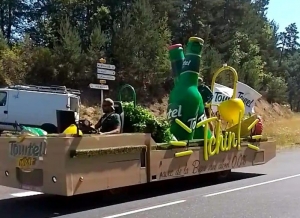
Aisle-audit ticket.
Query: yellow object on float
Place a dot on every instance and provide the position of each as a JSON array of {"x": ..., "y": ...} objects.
[
  {"x": 229, "y": 110},
  {"x": 72, "y": 130},
  {"x": 183, "y": 153}
]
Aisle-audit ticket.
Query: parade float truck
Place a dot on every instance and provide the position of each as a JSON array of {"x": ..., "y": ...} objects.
[{"x": 73, "y": 163}]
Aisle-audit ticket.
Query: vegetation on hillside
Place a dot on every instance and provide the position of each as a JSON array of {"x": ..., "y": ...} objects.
[{"x": 59, "y": 42}]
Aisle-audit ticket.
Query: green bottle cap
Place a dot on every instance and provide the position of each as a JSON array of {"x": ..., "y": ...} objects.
[
  {"x": 194, "y": 46},
  {"x": 176, "y": 52}
]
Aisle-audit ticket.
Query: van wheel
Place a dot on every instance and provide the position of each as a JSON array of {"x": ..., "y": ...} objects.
[{"x": 49, "y": 128}]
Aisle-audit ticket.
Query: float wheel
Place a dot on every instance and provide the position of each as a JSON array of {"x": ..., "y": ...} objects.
[
  {"x": 118, "y": 191},
  {"x": 223, "y": 174},
  {"x": 220, "y": 176}
]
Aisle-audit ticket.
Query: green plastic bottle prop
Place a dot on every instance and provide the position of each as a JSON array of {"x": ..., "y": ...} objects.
[
  {"x": 194, "y": 52},
  {"x": 176, "y": 57},
  {"x": 186, "y": 98}
]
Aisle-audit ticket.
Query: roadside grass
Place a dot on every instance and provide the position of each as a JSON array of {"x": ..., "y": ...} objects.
[{"x": 286, "y": 131}]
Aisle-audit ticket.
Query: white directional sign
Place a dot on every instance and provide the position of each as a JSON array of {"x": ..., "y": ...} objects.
[
  {"x": 105, "y": 77},
  {"x": 99, "y": 86},
  {"x": 107, "y": 72},
  {"x": 106, "y": 66}
]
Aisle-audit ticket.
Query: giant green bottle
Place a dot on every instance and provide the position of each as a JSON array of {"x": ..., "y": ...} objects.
[
  {"x": 176, "y": 57},
  {"x": 185, "y": 96}
]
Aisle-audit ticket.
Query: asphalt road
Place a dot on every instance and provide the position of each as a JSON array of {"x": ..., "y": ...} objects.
[{"x": 266, "y": 191}]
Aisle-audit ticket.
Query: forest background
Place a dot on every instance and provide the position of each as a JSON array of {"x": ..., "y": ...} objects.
[{"x": 59, "y": 42}]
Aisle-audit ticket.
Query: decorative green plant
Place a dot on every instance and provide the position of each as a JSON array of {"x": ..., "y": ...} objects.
[{"x": 139, "y": 119}]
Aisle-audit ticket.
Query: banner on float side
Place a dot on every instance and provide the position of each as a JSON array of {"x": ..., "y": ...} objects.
[{"x": 246, "y": 93}]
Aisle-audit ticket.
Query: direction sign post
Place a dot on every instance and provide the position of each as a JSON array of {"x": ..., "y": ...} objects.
[{"x": 104, "y": 72}]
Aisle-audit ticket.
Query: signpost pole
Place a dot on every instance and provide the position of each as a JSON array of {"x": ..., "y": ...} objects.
[
  {"x": 102, "y": 61},
  {"x": 104, "y": 72},
  {"x": 101, "y": 97}
]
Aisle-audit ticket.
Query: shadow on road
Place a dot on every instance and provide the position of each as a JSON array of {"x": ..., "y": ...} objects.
[{"x": 46, "y": 206}]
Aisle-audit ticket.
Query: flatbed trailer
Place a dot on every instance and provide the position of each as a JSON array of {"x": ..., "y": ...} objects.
[{"x": 67, "y": 165}]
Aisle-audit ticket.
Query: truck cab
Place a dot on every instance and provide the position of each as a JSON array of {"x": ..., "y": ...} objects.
[{"x": 36, "y": 106}]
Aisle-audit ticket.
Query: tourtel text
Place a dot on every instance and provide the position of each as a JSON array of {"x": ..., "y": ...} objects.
[
  {"x": 31, "y": 150},
  {"x": 175, "y": 113},
  {"x": 220, "y": 97}
]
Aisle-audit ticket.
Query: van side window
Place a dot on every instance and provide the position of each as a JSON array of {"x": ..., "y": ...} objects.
[{"x": 3, "y": 98}]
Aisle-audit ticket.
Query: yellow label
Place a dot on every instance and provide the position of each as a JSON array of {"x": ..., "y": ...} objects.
[{"x": 26, "y": 162}]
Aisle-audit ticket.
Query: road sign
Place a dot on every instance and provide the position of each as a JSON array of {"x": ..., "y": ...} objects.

──────────────────────────────

* Aim
Do not copy the pictures, but repeat every line exactly.

* Result
Aisle-audit ticket.
Query: yellow object on float
Place a dot on every instance and provide the position of each as a JSON array of {"x": ..., "y": ...} objects.
[
  {"x": 229, "y": 110},
  {"x": 72, "y": 130},
  {"x": 183, "y": 153}
]
Aisle-audit ticket.
Query: parade float truck
Place a dot on every instance and provide the position of each as a JSON array of {"x": ..., "y": ...} objects.
[{"x": 73, "y": 163}]
Aisle-audit ticket.
Query: vegetation on hillside
Place a dot on every instance and provide the position of each as a JSON array of {"x": ..., "y": ...} objects.
[{"x": 59, "y": 42}]
Aisle-audit ticket.
Query: green bottle cap
Place a dot on every instance and provide the position of each as a JSON array of {"x": ..., "y": ...} objects.
[
  {"x": 194, "y": 46},
  {"x": 176, "y": 52}
]
Aisle-audit ticket.
Query: van wheel
Place a dot on every instance and provide the position of each as a JSON array of {"x": ..., "y": ...} objects.
[{"x": 49, "y": 128}]
Aisle-audit ticket.
Query: float wheel
Place a dot on every instance and provide the position of each as a JSON array of {"x": ..., "y": ...} objects.
[
  {"x": 118, "y": 191},
  {"x": 223, "y": 174},
  {"x": 220, "y": 176}
]
Aisle-audit ticket.
Query: green plastic bottle prop
Place a dot on every instance and provide the position of each as a JSON array of {"x": ..., "y": ...} objects.
[
  {"x": 194, "y": 52},
  {"x": 176, "y": 57},
  {"x": 186, "y": 98}
]
Aisle-audit ticket.
Query: roadside grass
Place a dot on every instance and provide the position of each as a JSON array of {"x": ..., "y": ...} objects.
[{"x": 286, "y": 131}]
Aisle-audit ticket.
Query: white directional sign
Place a dot on every instance and provide the position of each as a JSON array of {"x": ..., "y": ...} objects.
[
  {"x": 105, "y": 77},
  {"x": 99, "y": 86},
  {"x": 107, "y": 72},
  {"x": 106, "y": 66}
]
Aisle-audit ticket.
Query: giant green bottle
Place a dot on every instance and provide the position of each as a JSON array of {"x": ..., "y": ...} objects.
[
  {"x": 176, "y": 57},
  {"x": 185, "y": 96}
]
Aisle-audit ticket.
Query: asphalt road
Place a dot on every instance and provide the position of each as a JSON array of {"x": ..., "y": ...} objects.
[{"x": 266, "y": 191}]
Aisle-audit ticket.
Query: forest background
Place a dot on every instance and provide the position of each as a JSON array of {"x": ..., "y": ...} objects.
[{"x": 59, "y": 42}]
Aisle-audit ticket.
Query: decorative green plant
Place a dot on every instance and provide the position of each as a JSON array of {"x": ..., "y": ...} objects.
[{"x": 139, "y": 119}]
Aisle-audit ticket.
Query: banner on float side
Place a dot on every instance and provide the position of each as a JSON array of {"x": ..., "y": ...} objects.
[{"x": 246, "y": 93}]
Aisle-audit ticket.
Query: direction sign post
Place a dot on every instance and provide the position of each as a JSON array of {"x": ..., "y": ...} objects.
[{"x": 104, "y": 72}]
Aisle-audit ticket.
Query: signpost pole
Place a dot on every instance and provide the position of each as a JSON array of {"x": ..., "y": ...} objects.
[
  {"x": 102, "y": 61},
  {"x": 104, "y": 72},
  {"x": 101, "y": 97}
]
Aisle-audit ticket.
Query: shadow on road
Place a dot on every instance and provide the position of each as a JSON array of {"x": ..., "y": ...} objects.
[{"x": 46, "y": 206}]
Aisle-audit ticket.
Query: flatbed trailer
Place a dot on every instance and provide the position of each as a JSON array of {"x": ..., "y": ...} objects.
[{"x": 67, "y": 165}]
Aisle-audit ticket.
Query: truck cab
Place a dot on every instance and provide the position of each as a JSON array of {"x": ..., "y": ...} objects.
[{"x": 36, "y": 106}]
Aisle-audit ticket.
Query: tourtel text
Place a dot on every instance and provide the position of each as a JSON array of {"x": ..., "y": ...} objects.
[
  {"x": 31, "y": 150},
  {"x": 175, "y": 113},
  {"x": 220, "y": 97}
]
Aisle-audit ticket.
Query: van side window
Place a dot on every instance and provide the position of each as a JSON array of {"x": ..., "y": ...} objects.
[{"x": 3, "y": 98}]
Aisle-audit ticket.
Query: yellow label
Place a dot on every instance and provide the position of each as a JSON array of {"x": ..., "y": ...} objects.
[{"x": 26, "y": 162}]
Aisle-audit ticket.
Query: road sign
Place a dot on every instance and provide the position of each as a JSON array of {"x": ..., "y": ...} objects.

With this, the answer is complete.